## Requirement
Scan the records for the string "face", then copy each line that has it.

[Natural-language object grounding data]
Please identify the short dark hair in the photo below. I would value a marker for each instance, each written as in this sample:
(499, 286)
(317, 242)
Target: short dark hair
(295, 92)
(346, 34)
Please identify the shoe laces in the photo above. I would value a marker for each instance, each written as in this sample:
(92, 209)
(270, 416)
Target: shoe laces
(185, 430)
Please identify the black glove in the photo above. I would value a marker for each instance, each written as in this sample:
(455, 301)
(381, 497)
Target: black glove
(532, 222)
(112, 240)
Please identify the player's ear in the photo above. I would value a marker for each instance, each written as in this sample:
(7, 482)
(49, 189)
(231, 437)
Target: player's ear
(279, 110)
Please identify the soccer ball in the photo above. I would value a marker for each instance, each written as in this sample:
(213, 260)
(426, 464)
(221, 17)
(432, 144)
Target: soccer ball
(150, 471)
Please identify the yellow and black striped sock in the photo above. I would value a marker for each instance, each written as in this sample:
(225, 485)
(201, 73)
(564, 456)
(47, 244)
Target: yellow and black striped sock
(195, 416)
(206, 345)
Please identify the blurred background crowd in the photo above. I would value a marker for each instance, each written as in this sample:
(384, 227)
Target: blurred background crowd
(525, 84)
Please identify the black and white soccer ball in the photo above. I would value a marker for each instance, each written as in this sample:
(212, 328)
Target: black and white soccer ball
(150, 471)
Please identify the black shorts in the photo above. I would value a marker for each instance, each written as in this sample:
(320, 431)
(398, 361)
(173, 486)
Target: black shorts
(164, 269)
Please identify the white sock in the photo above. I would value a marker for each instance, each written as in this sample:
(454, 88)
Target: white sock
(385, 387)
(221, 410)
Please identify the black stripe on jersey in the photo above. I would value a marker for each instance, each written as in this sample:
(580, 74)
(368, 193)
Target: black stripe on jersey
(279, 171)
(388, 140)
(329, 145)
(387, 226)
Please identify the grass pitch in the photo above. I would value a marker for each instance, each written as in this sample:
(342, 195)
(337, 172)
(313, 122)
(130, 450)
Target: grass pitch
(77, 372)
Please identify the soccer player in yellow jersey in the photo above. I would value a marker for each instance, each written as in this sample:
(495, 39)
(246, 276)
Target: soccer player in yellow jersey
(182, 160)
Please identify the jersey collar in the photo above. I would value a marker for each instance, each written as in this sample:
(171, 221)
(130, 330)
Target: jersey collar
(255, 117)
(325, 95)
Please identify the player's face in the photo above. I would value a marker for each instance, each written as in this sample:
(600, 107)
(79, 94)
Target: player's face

## Solution for this task
Please identify the player's face in the photo above. I would value a marker for each instance, each written as in this sample:
Target: player's face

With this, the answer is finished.